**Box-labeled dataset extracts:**

* Begin *

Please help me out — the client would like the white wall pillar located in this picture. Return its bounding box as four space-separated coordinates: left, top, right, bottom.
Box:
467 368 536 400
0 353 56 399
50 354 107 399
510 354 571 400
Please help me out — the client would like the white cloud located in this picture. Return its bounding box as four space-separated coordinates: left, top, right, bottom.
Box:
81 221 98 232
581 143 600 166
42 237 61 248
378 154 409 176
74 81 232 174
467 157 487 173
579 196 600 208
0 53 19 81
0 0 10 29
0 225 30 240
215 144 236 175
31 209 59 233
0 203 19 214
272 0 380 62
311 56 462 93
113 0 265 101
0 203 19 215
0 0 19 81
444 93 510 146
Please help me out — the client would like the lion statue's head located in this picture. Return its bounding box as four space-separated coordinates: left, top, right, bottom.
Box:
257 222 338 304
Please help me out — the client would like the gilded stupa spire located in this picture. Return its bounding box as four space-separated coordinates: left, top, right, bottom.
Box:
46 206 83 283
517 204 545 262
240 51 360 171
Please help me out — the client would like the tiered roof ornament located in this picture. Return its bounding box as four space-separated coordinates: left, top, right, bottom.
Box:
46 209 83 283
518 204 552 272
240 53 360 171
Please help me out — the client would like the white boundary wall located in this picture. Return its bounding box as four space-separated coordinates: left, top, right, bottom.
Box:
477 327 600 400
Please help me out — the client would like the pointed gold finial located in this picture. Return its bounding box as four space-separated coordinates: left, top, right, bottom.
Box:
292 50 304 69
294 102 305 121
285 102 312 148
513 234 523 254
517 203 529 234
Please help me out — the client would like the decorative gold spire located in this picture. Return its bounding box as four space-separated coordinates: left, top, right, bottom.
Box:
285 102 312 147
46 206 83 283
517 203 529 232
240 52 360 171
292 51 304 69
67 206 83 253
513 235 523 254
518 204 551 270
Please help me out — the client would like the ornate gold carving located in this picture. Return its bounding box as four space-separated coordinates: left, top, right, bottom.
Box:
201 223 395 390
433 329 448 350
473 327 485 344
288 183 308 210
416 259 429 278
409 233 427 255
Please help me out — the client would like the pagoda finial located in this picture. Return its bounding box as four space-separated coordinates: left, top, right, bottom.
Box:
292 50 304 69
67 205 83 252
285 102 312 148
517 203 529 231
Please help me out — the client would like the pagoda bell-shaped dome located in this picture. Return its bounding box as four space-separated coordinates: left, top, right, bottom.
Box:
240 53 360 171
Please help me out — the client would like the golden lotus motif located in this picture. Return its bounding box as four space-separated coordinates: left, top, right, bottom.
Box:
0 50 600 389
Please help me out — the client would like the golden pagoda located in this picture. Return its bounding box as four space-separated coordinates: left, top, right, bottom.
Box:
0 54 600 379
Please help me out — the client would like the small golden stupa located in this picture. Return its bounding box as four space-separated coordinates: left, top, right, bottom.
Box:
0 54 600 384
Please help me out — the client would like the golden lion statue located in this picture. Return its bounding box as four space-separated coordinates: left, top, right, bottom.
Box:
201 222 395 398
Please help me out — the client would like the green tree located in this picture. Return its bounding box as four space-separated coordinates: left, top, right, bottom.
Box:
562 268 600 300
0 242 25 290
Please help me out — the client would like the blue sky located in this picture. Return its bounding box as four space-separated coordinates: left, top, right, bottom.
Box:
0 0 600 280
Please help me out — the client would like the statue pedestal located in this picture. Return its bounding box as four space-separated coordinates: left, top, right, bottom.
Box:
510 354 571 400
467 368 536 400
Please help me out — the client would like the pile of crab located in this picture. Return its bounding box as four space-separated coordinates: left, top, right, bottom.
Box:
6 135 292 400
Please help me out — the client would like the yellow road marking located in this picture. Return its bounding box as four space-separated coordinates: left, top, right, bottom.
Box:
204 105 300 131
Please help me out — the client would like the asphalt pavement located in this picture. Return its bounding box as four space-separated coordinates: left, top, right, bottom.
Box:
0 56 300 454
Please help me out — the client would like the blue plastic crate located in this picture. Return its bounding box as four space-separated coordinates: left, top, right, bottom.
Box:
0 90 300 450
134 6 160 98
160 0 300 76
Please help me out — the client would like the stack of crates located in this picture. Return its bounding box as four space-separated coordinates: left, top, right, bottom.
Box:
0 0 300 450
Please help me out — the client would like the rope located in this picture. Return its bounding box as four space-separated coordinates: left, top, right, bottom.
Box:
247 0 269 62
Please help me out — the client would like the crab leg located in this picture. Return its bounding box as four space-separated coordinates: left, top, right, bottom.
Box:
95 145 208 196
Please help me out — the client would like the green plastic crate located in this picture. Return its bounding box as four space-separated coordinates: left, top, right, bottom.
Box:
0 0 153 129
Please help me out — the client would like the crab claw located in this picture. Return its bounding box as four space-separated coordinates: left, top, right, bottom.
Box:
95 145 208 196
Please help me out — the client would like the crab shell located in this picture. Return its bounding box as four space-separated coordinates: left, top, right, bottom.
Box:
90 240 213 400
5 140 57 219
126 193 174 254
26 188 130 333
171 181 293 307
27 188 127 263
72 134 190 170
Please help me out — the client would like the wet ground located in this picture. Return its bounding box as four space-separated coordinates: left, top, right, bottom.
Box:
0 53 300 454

* End *

**Task instructions:** Please render the whole listing above as a two-column CSV with the headers ask and response, one row per ask and its response. Put each value in a single quoted field, replacing line breaks with spaces.

**Full solution:**
ask,response
"Please help me out — the client would like the white wall pillar located in this picture. Return its bounding box as four space-separated coordinates: left, top, right, bottom. Box:","467 368 536 400 0 353 56 399 50 354 107 399 510 354 571 400"
"Please help me out — the client would like the white cloud located in this picture. Return its bounding box as four space-separated coordinates: left, top, right, bottom. Box:","81 221 98 232 581 143 600 166 42 237 61 248 378 154 409 176 74 81 232 174 467 157 487 173 579 196 600 208 0 53 19 81 0 0 10 29 0 225 30 240 215 144 236 175 31 209 59 233 0 203 19 214 272 0 380 62 311 56 462 93 113 0 265 101 0 203 19 215 0 0 19 81 444 93 510 146"
"Please help me out — the client would like the lion statue's head located in this picture. Return its bounding box as four space-separated coordinates: left, top, right, bottom. Box:","257 222 338 304"
"Please help me out — the client would like the gilded stupa spire located in this picture. Return its bounding box as four space-separated coordinates: left, top, right, bottom. Box:","46 206 83 283 517 204 545 262 240 51 360 171"
"Please help me out — the client would like the tiered roof ornament located in this picture. Return its bounding box as four space-separated coordinates: left, top, right, bottom. Box:","46 209 83 283 518 204 552 272 240 53 360 171"
"Please help me out — the client would like the white boundary wall located in this picture. Return its bounding box as four space-separated coordinates: left, top, right, bottom. Box:","477 327 600 400"
"Please help me out — the client would like the pointed gold finial located in this picture. Return its bounding box as four space-separated coordinates: left, top, right, bottom. Box:","292 50 304 69 294 102 305 121 285 102 312 148 513 234 523 254 517 203 529 234"
"Please help me out — the client would like the decorative gold spire located in this picture. Return its bounding box as four space-separated coordinates: left, top, right, bottom. Box:","285 102 312 147 46 206 83 283 517 203 529 232 240 52 360 171 292 51 304 69 67 206 83 253 513 235 523 254 518 204 551 270"
"Please help me out — the client would like the ornate gold carving located in this picture. Return its bounding box as four space-separated coordinates: left, top, right, bottom. Box:","201 223 395 390 433 329 448 350 473 327 485 344 288 183 308 210 416 259 429 278 409 233 427 255"
"Please help me out — the client would like the pagoda finial located in this picture. Return its bounding box as four space-separated coordinates: left, top, right, bottom. Box:","292 50 304 69 67 205 83 252 285 102 312 148 517 203 529 231"
"Please help me out — the client would like the pagoda bell-shaped dome located in this picture. Return its bounding box as four space-separated coordinates: left, top, right, bottom. Box:","240 53 360 171"
"Please help me out — the client would like the golden lotus motif located in this picture. Return its bounding box as four space-separated coordinates: left, top, right, bottom. Box:","0 50 600 389"
"Please help me out — the client would like the golden pagoda located in this picture. Return its bounding box as four space-separated coordinates: left, top, right, bottom. Box:","0 54 600 379"
"Please help me out — the client would like the small golden stupa located in this picture. Return its bounding box as four space-separated coordinates: left, top, right, bottom. Box:","0 54 600 384"
"Please help me out — the client would like the golden lion statue located in this picture. Return its bounding box as four space-separated coordinates: left, top, right, bottom. Box:","201 222 395 398"
"Please help me out — the client would like the green tree located in this picture. Return its bounding box as four space-separated coordinates: left, top, right, bottom. Box:","562 268 600 300 0 242 25 290"
"Please help me out — the client would like the blue sky located in this picture. Return its bounding box as four space-separated coordinates: left, top, right, bottom. Box:","0 0 600 280"
"Please help me out — the client would like the statue pedestal located in this picture. Return its bounding box as four space-separated coordinates: left, top, right, bottom. Box:","510 354 571 400 467 368 536 400"
"Please help me out — the client would like the pile of crab located in this picture. Return its bounding box as four space-separated coordinates: left, top, right, bottom. Box:","6 135 292 400"
"Please help me out — the client would like the yellow road marking located in this picture. Return its bounding box as four space-separated coordinates: left, top, right, bottom. Box:","204 105 300 131"
"Please help me out — the client would like the asphalt pavement located in this picture. Return its bounding box as four space-separated coordinates: left, top, right, bottom. Box:","0 56 300 454"
"Please help me out — the client would like the blue plastic crate located in this picture. Return its bounding box as four space-separated coordinates: left, top, right, bottom. Box:","0 90 300 450 134 6 160 98 160 0 300 76"
"Please help me out — the client would like the stack of crates located in this picture. Return its bounding box as four space-separated coordinates: left, top, right, bottom. Box:","0 0 300 450"
"Please help me out — the client would like the rope located in this picture. Return its bounding box as four space-separated coordinates: left, top, right, bottom. Box:","247 0 269 62"
"Please help me out — the client would like the crab leg located in this picture. Return its bounding box as four space-separated coordinates: left, top, right, bottom. Box:","95 145 208 196"
"Please help me out — the client would like the green plastic crate located in this picture. Return its bounding box as four space-separated coordinates: left, top, right, bottom. Box:","0 0 153 129"
"Please help me out — the client would like the crab claw located in this picture. Return its bounding box as four space-separated coordinates: left, top, right, bottom. Box:","95 145 208 196"
"Please help me out — the client would like the crab shell located in this picture. Return its bounding box as four space-separated coordinates: left, top, right, bottom. Box:","90 240 213 400 5 140 57 219 126 193 174 254 26 188 130 333 171 181 293 307 27 188 127 263 72 134 190 170"
"Please help me out — the client would like the wet ground located in this picture. Return its bounding box as four space-separated coordinates: left, top, right, bottom. Box:","0 53 300 454"